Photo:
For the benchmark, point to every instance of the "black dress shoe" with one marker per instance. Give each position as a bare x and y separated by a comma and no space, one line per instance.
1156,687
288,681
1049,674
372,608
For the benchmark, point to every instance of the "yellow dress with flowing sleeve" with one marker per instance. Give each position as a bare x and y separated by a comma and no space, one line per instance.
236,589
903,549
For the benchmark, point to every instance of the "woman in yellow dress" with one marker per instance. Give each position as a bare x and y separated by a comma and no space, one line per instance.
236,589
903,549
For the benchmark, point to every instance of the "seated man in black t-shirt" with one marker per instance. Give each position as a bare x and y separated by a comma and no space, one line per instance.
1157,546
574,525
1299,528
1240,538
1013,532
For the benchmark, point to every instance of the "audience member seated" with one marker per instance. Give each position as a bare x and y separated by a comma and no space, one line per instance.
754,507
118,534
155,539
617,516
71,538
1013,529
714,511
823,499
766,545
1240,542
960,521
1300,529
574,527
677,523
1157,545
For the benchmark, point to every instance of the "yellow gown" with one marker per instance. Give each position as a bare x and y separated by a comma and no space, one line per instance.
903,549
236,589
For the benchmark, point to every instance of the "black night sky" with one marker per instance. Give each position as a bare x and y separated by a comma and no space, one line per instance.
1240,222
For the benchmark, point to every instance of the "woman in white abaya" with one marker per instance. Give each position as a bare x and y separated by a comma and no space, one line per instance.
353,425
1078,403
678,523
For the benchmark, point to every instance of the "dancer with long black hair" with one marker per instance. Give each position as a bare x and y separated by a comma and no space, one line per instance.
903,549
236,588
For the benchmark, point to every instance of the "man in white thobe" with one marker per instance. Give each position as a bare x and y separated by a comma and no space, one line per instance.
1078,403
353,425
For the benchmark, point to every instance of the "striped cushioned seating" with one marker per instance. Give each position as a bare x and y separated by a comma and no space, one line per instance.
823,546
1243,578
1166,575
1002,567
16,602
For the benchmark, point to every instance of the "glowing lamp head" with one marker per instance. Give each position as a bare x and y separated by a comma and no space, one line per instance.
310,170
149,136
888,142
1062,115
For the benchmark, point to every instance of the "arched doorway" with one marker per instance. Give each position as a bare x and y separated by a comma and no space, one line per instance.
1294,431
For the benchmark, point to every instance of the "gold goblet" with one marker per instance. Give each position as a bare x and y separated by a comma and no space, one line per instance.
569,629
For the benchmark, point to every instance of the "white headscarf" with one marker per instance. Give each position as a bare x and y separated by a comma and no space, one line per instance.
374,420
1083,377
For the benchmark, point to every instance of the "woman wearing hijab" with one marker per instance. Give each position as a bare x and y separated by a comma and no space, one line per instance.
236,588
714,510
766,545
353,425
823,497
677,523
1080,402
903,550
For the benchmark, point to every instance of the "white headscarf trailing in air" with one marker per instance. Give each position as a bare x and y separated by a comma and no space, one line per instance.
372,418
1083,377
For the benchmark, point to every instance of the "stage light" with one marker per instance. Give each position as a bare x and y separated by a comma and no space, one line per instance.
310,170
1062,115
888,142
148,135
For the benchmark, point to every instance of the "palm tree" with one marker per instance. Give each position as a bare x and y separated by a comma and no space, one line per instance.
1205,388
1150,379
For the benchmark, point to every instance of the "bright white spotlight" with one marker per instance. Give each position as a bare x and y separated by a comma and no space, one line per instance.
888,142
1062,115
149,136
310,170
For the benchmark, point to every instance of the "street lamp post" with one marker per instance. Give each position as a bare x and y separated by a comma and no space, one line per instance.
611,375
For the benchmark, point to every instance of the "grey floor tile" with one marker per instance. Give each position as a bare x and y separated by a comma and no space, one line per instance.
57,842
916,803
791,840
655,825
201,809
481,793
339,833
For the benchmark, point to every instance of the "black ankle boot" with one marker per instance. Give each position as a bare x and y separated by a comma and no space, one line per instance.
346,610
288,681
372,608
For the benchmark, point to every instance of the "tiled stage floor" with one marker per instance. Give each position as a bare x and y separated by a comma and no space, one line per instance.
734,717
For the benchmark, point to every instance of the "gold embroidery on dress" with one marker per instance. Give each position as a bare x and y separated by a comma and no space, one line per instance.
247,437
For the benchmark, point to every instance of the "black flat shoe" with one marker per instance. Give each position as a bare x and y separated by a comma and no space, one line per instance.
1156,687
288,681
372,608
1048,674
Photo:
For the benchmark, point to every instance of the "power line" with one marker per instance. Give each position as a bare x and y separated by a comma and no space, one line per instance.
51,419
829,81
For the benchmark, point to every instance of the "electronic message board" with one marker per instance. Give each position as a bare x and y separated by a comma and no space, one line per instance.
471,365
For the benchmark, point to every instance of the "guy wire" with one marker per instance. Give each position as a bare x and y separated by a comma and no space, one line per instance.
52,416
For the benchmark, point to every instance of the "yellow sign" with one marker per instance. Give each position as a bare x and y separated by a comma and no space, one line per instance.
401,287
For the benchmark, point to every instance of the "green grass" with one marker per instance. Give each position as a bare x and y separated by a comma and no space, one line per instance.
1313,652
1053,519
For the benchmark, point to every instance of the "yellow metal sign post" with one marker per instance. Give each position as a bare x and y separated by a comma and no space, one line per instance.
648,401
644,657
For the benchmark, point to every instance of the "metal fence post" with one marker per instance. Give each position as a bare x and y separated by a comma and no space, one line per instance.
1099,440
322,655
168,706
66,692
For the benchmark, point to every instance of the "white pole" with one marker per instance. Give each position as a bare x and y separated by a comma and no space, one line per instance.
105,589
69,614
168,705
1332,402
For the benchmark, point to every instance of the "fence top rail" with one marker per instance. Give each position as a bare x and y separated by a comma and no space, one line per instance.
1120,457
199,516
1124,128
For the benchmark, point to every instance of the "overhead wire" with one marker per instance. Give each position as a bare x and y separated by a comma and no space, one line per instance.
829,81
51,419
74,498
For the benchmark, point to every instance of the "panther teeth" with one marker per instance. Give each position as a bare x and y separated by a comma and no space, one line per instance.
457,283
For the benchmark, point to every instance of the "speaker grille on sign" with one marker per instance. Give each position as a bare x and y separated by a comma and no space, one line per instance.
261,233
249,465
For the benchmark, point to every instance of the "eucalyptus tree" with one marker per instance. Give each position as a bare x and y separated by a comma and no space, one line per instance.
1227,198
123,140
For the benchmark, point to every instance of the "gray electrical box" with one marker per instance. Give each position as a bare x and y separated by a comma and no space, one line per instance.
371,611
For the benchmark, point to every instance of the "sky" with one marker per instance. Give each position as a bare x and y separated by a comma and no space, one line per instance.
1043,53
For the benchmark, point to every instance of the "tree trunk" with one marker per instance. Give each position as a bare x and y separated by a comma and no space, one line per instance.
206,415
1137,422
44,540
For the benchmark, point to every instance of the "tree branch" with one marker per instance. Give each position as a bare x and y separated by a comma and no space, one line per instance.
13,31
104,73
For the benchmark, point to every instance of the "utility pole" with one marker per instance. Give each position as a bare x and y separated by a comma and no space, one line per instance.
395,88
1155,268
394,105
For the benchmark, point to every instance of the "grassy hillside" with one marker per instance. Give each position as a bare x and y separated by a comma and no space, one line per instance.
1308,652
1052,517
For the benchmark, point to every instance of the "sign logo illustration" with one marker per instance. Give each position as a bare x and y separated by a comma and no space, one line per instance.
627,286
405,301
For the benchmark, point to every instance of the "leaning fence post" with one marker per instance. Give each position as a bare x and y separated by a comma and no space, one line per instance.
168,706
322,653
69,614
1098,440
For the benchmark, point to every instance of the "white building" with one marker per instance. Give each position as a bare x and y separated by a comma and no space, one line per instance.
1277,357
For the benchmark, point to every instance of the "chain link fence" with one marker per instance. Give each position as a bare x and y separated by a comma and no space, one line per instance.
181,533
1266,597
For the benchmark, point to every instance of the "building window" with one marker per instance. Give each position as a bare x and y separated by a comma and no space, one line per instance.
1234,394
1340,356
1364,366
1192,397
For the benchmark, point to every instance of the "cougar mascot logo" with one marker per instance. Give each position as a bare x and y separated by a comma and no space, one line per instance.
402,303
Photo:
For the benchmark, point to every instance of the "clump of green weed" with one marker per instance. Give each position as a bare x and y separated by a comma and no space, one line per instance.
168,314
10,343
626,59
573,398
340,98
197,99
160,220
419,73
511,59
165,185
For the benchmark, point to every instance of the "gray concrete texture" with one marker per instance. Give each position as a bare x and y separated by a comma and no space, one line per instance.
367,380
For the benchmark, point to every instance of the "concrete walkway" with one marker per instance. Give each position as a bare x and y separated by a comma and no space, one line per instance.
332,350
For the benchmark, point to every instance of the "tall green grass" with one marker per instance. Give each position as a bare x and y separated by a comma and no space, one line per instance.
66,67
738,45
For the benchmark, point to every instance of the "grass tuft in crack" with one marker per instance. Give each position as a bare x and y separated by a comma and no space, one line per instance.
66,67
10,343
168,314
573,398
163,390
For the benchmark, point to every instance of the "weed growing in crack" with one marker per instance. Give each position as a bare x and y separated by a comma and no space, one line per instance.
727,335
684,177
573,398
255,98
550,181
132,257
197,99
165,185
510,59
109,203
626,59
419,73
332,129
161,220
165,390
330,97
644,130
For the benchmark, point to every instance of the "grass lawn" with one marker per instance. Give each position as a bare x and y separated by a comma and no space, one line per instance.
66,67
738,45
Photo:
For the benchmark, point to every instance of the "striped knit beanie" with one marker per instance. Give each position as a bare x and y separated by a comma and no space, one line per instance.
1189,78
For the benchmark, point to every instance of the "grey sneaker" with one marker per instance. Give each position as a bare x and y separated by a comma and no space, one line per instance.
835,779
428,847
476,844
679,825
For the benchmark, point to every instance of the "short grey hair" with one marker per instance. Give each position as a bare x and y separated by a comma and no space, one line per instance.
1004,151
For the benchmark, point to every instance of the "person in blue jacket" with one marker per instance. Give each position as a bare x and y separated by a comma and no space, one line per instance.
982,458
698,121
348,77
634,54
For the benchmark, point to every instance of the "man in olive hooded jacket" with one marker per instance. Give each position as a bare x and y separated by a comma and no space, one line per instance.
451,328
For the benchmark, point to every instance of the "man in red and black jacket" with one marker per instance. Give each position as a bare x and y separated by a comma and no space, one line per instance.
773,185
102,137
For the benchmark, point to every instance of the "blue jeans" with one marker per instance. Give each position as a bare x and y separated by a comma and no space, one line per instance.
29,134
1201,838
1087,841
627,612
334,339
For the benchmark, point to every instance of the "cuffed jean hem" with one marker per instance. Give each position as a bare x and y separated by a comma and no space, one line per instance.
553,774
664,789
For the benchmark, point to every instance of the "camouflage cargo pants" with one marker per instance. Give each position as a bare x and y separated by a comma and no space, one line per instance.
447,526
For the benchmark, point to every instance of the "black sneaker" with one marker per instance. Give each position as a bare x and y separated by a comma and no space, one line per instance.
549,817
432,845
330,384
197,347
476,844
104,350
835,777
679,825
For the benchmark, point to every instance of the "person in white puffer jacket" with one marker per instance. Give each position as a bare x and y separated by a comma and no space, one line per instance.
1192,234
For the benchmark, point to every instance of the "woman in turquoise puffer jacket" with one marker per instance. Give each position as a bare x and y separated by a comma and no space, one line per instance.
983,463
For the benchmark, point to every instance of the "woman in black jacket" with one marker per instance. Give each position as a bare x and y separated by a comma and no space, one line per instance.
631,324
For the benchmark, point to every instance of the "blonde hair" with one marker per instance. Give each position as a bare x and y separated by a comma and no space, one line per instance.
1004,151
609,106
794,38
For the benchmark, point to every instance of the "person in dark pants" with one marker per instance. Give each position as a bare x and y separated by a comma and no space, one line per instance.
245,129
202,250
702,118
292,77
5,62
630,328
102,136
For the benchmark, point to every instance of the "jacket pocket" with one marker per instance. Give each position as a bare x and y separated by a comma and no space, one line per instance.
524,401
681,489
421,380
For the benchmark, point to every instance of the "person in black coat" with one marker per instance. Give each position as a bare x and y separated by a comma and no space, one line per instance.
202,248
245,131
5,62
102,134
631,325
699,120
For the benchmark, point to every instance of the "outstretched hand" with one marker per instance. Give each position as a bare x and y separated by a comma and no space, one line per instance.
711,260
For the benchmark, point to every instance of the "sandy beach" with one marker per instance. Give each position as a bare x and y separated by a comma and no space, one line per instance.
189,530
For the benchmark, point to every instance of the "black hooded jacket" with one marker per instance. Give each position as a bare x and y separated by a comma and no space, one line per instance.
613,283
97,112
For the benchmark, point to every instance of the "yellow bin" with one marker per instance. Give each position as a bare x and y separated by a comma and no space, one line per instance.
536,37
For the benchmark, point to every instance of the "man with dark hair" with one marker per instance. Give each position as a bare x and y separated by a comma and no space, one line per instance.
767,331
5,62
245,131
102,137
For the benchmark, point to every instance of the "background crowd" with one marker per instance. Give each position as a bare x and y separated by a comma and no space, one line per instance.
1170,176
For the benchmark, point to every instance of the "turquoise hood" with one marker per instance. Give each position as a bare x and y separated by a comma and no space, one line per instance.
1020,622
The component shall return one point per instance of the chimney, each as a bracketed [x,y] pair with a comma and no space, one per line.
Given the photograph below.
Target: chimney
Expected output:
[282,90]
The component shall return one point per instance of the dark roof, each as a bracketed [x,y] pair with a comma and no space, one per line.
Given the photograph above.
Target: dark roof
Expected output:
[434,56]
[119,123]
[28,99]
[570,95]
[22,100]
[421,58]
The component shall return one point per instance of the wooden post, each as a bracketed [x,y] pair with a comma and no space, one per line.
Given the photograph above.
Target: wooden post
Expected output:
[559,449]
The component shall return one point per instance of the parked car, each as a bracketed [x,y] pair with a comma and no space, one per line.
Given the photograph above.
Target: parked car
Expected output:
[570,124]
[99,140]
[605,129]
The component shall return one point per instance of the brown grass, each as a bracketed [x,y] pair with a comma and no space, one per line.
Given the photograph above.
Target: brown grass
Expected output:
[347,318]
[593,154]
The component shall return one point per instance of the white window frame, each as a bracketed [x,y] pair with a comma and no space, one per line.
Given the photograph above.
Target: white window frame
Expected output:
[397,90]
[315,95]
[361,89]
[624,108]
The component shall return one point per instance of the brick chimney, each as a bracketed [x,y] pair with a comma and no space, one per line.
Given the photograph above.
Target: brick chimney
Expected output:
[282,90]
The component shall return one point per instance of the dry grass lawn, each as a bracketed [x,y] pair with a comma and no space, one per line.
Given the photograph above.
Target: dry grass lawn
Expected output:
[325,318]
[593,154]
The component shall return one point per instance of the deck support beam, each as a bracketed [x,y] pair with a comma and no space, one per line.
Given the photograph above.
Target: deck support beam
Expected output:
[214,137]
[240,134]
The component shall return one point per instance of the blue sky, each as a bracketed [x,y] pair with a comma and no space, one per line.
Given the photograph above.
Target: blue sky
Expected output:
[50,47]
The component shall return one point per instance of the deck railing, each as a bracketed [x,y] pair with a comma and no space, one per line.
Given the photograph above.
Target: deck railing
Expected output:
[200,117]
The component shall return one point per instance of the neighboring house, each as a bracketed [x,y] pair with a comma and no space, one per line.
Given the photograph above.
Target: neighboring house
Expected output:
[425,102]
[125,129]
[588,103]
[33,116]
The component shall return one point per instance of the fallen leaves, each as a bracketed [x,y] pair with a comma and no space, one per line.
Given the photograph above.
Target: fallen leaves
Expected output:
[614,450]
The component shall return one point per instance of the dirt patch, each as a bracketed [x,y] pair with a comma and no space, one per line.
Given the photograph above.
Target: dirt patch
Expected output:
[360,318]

▶ EXERCISE:
Give again, word for word, every line from the one holding "of the neighboring" to the end of the data.

▶ WRITTEN ANSWER:
The component shall return one point per instance of the neighboring house, each as a bracketed [x,y] pair with a comma and no space, one per line.
Given the photograph above.
Target: neighboring house
Expected output:
[425,102]
[125,129]
[588,103]
[33,116]
The component shall return one point per instance of the fallen leaves, each as a bracketed [x,y] pair with a comma and no space, one per line.
Given the photograph above.
Target: fallen leaves
Expected output:
[614,450]
The component shall return one point per instance of the dirt patch, each as a bracketed [x,y] pair with a comma and no space, one per line.
Given the photograph above.
Target: dirt patch
Expected output:
[360,318]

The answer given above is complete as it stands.